— REQUIRED ACTIONS —
1 – What other name does the random walk text give for this kind of movement?
2 – Resume the random walk text, starting after its final sentence.

— READING TEXT —
* Start *
Imagine that we have some particles that perform random moves, either to the right or to the left. We may flip a coin to decide the movement of each particle, say head implies movement to the right and tail means movement to the left. Each move is one unit length. Physicists use the term random walk for this type of movement of a particle. You may try this yourself: flip the coin and make one step to the left or right, and repeat this process.
The movement is also known as drunkard's walk. You may have experienced this after a very wet night on a pub: you step forward and backward in a random fashion. Since these movements on average make you stand still, and since you know that you normally reach home within reasonable time, the model is not good for a real walk. We need to add a drift to the walk, so the probability is greater for going forward than backward. This is an easy adjustment, see Exercise 32: 1D random walk with drift. What may come as a surprise is the following fact: even when there is equal probability of going forward and backward, one can prove mathematically that the drunkard will always reach his home. Or more precisely, he will get home in finite time ("almost surely" as the mathematicians must add to this statement). Exercise 33: 1D random walk until a point is hit asks you to experiment with this fact. For many practical purposes, "finite time" does not help much as there might be more steps involved than the time it takes to get sufficiently sober to remove the completely random component of the walk.
How can we implement \( n_s \) random steps of \( n_p \) particles in a program? Let us introduce a coordinate system where all movements are along the \( x \) axis. An array of \( x \) values then holds the positions of all particles. We draw random numbers to simulate flipping a coin, say we draw from the integers 1 and 2, where 1 means head (movement to the right) and 2 means tail (movement to the left). We think the algorithm is conveniently expressed directly as a complete Python program:
import random
import numpy
np = 4 # no of particles
ns = 100 # no of steps
positions = numpy.zeros(np) # all particles start at x=0
HEAD = 1; TAIL = 2 # constants
for step in range(ns):
for p in range(np):
coin = random.randint(1,2) # flip coin
if coin == HEAD:
positions[p] += 1 # one unit length to the right
elif coin == TAIL:
positions[p] -= 1 # one unit length to the left
This program is found in the file walk1D.py.
* End *
[Location annotation dataset excerpts]
* Start *
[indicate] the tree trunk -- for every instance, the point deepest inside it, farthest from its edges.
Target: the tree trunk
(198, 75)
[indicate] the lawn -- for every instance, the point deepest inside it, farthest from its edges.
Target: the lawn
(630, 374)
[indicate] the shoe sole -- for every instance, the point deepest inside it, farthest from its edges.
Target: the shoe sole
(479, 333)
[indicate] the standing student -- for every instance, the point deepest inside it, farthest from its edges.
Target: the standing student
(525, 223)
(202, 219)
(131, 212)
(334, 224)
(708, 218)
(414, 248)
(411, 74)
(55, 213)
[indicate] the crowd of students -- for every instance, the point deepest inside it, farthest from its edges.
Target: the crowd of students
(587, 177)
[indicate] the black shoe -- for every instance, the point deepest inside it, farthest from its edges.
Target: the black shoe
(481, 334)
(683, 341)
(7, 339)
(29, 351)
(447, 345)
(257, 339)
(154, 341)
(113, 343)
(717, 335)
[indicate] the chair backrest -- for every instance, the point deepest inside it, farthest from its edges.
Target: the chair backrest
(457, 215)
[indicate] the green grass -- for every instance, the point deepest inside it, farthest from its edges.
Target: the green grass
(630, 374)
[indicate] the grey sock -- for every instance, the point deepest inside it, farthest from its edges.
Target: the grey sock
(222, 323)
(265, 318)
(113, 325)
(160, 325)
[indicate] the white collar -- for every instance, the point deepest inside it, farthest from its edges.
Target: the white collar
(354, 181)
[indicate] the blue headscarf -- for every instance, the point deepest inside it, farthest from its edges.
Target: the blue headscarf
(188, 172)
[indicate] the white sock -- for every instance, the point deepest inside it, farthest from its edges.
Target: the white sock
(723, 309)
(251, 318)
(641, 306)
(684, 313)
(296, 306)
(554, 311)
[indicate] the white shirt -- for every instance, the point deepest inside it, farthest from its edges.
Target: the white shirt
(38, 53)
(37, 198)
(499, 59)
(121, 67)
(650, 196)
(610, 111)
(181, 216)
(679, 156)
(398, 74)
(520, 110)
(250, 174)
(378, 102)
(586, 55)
* End *
— TASK-BY-TASK ANSWERS —
1 – Drunkard's walk.

2 –
We may add some visualization of the movements by inserting a plot
command at the end of the step
loop and a little pause to better
separate the frames in the animation:
plot(positions, y, 'ko3', axis=[xmin, xmax, -0.2, 0.2])
time.sleep(0.2) # pause
These two statements require from scitools.std import plot
and
import time
.
It is very important that the extent of the axis are kept fixed in
animations, otherwise one gets a wrong visual impression. We know
that in \( n_s \) steps, no particle can move longer than \( n_s \) unit
lengths to the right or to the left so the extent of the \( x \) axis
becomes \( [-n_s,n_s] \). However, the probability of reaching these lower
or upper limit is very small. To be specific, the probability is
\( 2^{-n_s} \), which becomes about \( 10^{-9} \) for 30 steps. Most of the
movements will take place in the center of the plot. We may therefore
shrink the extent of the axis to better view the movements. It is
known that the expected extent of the particles is of the order
\( \sqrt{n_s} \), so we may take the maximum and minimum values in the
plot as \( \pm 2\sqrt{n_s} \). However, if a position of a particle
exceeds these values, we extend xmax
and xmin
by
\( 2\sqrt{n_s} \) in positive and negative \( x \) direction, respectively.
The \( y \) positions of the particles are taken as zero, but it is
necessary to have some extent of the \( y \) axis, otherwise the
coordinate system collapses and most plotting packages will refuse to
draw the plot. Here we have just chosen the \( y \) axis to go from -0.2
to 0.2. You can find the complete program in
walk1Dp.py. The np
and ns
parameters can be set as the first two command-line
arguments:
walk1Dp.py 6 200
It is hard to claim that this program has astonishing graphics. In the section Random walk in two space dimensions, where we let the particles move in two space dimensions, the graphics gets much more exciting.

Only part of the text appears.